== SOURCE EXCERPT ==
From 4e8d60069f65573aca0626d1425513a7597655c2 Mon Sep 17 00:00:00 2001
From: Jianwei Dong <1913953267@qq.com>
Date: Mon, 8 Jul 2024 23:29:40 +0800
Subject: [PATCH] Add the return_softmax_lse parameter to the
 flash_attn_with_kvcache function to allow returning the logsumexp of the
 attention scores. (#989)

---
 flash_attn/flash_attn_interface.py | 7 ++++++-
 1 file changed, 6 insertions(+), 1 deletion(-)

diff --git a/flash_attn/flash_attn_interface.py b/flash_attn/flash_attn_interface.py
index 9061372..60c8cd2 100644
--- a/flash_attn/flash_attn_interface.py
+++ b/flash_attn/flash_attn_interface.py
@@ -1109,6 +1109,7 @@ def flash_attn_with_kvcache(
     rotary_interleaved=True,
     alibi_slopes=None,
     num_splits=0,
+    return_softmax_lse=False,
 ):
     """
     If k and v are not None, k_cache and v_cache will be updated *inplace* with the new values from
@@ -1187,9 +1188,13 @@ def flash_attn_with_kvcache(
            If num_splits == 1, we don't split the key/value. If num_splits == 0, we use a heuristic
            to automatically determine the number of splits.
            Don't change this unless you know what you are doing.
+        return_softmax_lse: bool. Whether to return the logsumexp of the attention scores.
 
     Return:
         out: (batch_size, seqlen, nheads, headdim).
+        softmax_lse [optional, if return_softmax_lse=True]: (batch_size, nheads, seqlen). The
+            logsumexp of each row of the matrix QK^T * scaling (e.g., log of the softmax
+            normalization factor).
     """
     assert k_cache.stride(-1) == 1, "k_cache must have contiguous last dimension"
     assert v_cache.stride(-1) == 1, "v_cache must have contiguous last dimension"
@@ -1224,4 +1229,4 @@ def flash_attn_with_kvcache(
         rotary_interleaved,
         num_splits,
     )
-    return out
+    return (out, softmax_lse) if return_softmax_lse else out
\ No newline at end of file

== RECORDED DATA ==

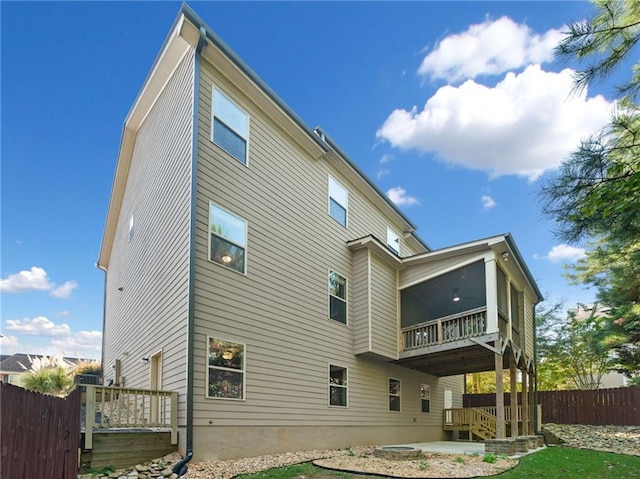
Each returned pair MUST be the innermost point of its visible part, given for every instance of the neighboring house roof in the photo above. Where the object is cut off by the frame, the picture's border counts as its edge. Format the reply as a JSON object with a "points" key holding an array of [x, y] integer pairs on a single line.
{"points": [[189, 31], [21, 363]]}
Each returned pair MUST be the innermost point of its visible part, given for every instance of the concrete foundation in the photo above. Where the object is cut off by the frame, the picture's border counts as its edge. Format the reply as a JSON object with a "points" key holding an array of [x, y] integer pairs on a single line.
{"points": [[233, 442], [505, 446]]}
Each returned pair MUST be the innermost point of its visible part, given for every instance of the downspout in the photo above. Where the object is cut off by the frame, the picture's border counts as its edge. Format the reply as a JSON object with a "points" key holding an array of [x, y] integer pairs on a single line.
{"points": [[202, 40], [535, 376], [104, 316]]}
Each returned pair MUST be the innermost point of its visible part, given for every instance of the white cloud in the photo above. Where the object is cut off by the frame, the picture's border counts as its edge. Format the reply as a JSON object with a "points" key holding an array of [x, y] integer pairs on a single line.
{"points": [[488, 202], [382, 172], [399, 196], [64, 290], [527, 124], [9, 344], [565, 252], [86, 344], [41, 336], [39, 326], [33, 280], [491, 47]]}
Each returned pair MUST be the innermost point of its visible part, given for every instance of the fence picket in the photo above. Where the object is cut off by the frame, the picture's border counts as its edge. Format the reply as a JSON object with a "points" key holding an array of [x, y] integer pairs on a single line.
{"points": [[616, 406]]}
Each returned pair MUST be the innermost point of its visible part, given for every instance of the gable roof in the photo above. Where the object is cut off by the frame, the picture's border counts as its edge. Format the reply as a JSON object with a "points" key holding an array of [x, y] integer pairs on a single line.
{"points": [[189, 31]]}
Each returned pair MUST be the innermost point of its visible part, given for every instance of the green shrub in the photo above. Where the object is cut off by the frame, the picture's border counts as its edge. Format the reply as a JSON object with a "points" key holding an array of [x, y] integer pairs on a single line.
{"points": [[55, 381], [93, 368]]}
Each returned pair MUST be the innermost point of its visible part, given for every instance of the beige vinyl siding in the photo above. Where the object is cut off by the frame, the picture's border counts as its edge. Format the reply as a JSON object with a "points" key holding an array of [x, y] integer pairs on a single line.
{"points": [[150, 313], [361, 300], [384, 309], [418, 272], [280, 308]]}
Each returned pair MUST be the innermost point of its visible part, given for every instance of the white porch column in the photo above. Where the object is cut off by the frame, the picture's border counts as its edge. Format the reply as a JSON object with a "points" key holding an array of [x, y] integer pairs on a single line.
{"points": [[491, 287], [499, 392], [525, 403], [514, 394]]}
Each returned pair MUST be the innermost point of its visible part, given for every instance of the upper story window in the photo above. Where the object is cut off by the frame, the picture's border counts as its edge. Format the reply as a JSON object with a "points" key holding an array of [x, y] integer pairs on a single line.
{"points": [[425, 397], [394, 394], [131, 229], [337, 297], [225, 369], [337, 386], [230, 129], [393, 241], [338, 201], [228, 239]]}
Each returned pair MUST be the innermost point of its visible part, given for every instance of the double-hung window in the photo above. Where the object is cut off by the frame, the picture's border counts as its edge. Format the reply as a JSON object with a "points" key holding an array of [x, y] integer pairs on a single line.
{"points": [[338, 201], [425, 397], [225, 369], [337, 297], [230, 129], [393, 241], [228, 239], [394, 394], [337, 386]]}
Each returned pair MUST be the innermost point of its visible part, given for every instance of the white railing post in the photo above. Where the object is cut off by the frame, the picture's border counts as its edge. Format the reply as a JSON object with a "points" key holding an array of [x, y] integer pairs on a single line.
{"points": [[491, 288]]}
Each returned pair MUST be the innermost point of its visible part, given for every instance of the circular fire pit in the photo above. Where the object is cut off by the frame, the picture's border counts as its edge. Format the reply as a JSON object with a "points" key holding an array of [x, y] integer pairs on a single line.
{"points": [[398, 453]]}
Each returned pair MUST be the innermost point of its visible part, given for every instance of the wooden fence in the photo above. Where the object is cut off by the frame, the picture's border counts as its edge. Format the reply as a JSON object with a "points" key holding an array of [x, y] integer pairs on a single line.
{"points": [[40, 434], [619, 406]]}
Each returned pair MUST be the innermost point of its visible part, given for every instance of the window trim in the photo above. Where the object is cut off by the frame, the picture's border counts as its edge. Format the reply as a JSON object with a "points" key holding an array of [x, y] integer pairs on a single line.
{"points": [[246, 239], [399, 395], [227, 97], [329, 296], [208, 368], [392, 232], [346, 201], [330, 385]]}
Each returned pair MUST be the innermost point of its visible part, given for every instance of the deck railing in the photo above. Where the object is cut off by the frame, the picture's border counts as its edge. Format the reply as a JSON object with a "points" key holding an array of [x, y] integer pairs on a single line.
{"points": [[480, 421], [125, 408], [467, 324]]}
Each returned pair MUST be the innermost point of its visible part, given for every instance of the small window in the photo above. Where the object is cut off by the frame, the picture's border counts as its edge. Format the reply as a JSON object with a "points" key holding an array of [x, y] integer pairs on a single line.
{"points": [[337, 386], [230, 127], [393, 241], [394, 394], [425, 396], [131, 230], [228, 241], [337, 297], [338, 198], [226, 369]]}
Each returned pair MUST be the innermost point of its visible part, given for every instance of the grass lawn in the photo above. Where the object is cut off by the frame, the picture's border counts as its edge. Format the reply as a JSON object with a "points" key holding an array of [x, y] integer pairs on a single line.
{"points": [[551, 463]]}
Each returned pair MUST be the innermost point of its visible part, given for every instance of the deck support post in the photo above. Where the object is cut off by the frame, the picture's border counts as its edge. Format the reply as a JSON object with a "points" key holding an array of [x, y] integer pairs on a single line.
{"points": [[499, 391], [514, 395], [525, 403], [533, 427]]}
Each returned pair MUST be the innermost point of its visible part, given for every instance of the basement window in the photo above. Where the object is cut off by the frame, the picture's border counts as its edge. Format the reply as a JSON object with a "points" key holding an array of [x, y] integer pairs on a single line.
{"points": [[394, 394], [337, 386], [225, 369]]}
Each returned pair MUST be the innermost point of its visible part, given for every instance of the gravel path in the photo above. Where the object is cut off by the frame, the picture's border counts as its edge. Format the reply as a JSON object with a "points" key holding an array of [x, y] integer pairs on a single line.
{"points": [[618, 439]]}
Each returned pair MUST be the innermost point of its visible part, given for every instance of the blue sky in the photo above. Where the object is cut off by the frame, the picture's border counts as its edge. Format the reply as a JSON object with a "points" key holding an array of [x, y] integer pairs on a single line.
{"points": [[455, 109]]}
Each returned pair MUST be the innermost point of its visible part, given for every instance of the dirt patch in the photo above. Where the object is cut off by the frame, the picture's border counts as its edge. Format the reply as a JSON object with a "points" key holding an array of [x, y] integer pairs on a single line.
{"points": [[431, 465]]}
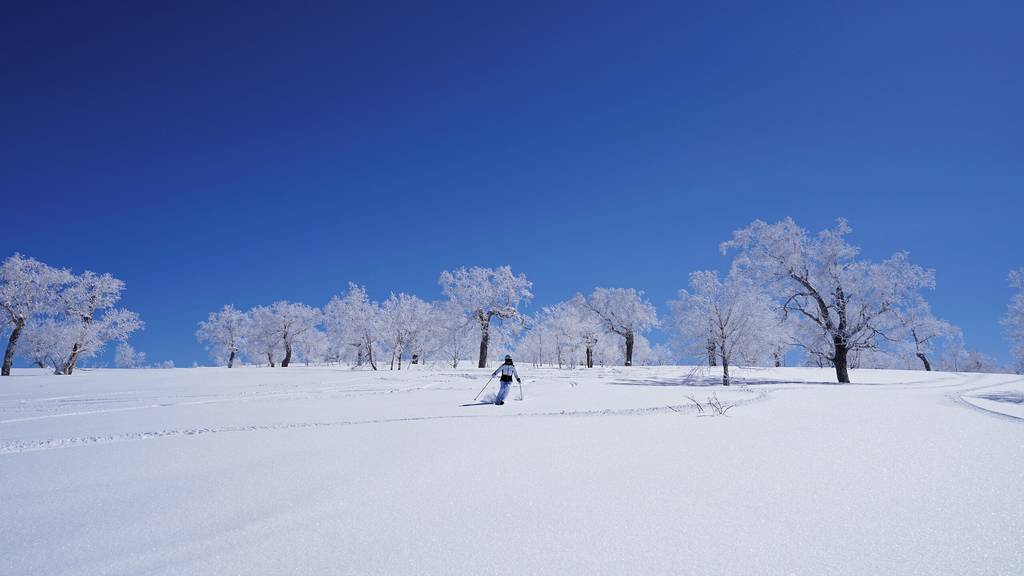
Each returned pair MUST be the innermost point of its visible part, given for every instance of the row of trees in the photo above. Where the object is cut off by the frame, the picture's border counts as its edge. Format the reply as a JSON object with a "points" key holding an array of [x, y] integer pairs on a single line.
{"points": [[353, 328], [1014, 321], [481, 312], [790, 289], [786, 290], [56, 318]]}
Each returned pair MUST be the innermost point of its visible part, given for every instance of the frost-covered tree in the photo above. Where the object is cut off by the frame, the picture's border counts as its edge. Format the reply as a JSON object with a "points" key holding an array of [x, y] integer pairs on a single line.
{"points": [[223, 333], [456, 334], [28, 288], [918, 330], [87, 319], [727, 318], [291, 321], [484, 294], [352, 322], [402, 319], [1014, 321], [848, 302], [623, 312], [262, 339], [313, 346], [125, 356]]}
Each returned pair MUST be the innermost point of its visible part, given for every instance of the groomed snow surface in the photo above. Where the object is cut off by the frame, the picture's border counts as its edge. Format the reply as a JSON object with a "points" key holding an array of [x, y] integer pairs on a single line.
{"points": [[609, 470]]}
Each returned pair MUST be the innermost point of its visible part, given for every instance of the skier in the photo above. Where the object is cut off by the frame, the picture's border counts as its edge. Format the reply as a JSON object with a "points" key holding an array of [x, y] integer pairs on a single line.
{"points": [[507, 371]]}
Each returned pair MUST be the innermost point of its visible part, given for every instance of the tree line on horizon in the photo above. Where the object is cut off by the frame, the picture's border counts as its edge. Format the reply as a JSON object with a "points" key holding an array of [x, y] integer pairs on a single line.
{"points": [[786, 291]]}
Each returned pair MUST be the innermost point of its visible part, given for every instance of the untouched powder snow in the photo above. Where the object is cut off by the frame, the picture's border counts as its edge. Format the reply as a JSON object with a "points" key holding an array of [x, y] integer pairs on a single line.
{"points": [[609, 470]]}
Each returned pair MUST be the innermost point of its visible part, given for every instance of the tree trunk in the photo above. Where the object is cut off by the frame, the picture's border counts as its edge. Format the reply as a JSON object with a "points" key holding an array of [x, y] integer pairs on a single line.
{"points": [[370, 356], [484, 339], [924, 359], [288, 355], [8, 357], [842, 372], [69, 366]]}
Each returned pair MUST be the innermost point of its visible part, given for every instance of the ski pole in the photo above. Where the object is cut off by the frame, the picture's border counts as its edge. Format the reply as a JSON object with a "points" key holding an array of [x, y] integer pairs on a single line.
{"points": [[483, 388]]}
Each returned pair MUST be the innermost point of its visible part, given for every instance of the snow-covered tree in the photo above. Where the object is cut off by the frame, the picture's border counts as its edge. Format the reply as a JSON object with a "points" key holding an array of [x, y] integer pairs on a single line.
{"points": [[352, 323], [125, 356], [403, 319], [223, 333], [262, 339], [727, 318], [918, 330], [456, 333], [847, 302], [88, 320], [1014, 321], [28, 288], [484, 294], [313, 346], [291, 321], [623, 312]]}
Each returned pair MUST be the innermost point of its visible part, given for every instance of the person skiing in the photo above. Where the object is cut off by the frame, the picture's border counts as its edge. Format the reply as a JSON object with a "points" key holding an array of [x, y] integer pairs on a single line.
{"points": [[507, 371]]}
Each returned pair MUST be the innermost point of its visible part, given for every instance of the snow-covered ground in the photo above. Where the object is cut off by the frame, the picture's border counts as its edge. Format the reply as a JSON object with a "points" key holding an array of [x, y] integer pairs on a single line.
{"points": [[328, 470]]}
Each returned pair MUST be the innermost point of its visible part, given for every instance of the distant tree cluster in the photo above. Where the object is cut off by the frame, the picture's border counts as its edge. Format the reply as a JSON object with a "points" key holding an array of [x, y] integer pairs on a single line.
{"points": [[1014, 321], [788, 289], [787, 293], [57, 319], [355, 329]]}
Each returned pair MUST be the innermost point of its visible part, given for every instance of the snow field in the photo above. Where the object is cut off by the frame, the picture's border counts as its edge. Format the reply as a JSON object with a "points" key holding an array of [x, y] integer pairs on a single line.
{"points": [[328, 470]]}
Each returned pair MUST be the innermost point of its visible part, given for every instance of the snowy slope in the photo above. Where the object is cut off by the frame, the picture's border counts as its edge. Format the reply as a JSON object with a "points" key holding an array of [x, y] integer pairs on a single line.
{"points": [[326, 470]]}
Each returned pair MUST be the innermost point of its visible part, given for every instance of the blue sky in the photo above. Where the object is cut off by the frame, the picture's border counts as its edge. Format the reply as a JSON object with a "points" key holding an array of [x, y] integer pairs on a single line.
{"points": [[209, 154]]}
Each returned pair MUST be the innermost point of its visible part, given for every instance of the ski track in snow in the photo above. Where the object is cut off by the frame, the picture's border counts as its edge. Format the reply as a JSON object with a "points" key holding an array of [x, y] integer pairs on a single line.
{"points": [[54, 444]]}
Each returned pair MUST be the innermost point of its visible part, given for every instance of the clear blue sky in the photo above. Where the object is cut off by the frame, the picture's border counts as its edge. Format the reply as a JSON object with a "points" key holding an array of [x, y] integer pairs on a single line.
{"points": [[211, 152]]}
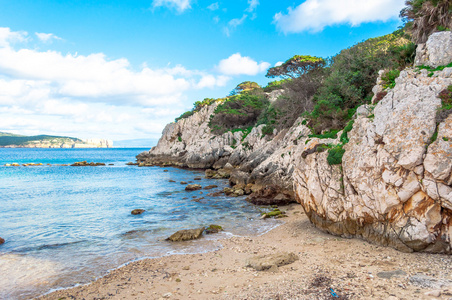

== PROBLEM DESCRIPTION ==
In the flash_attn patch, please list every parameter name that appears in the lines of the flash_attn_with_kvcache signature.

== REPLY TO THE TASK ==
rotary_interleaved
alibi_slopes
num_splits
return_softmax_lse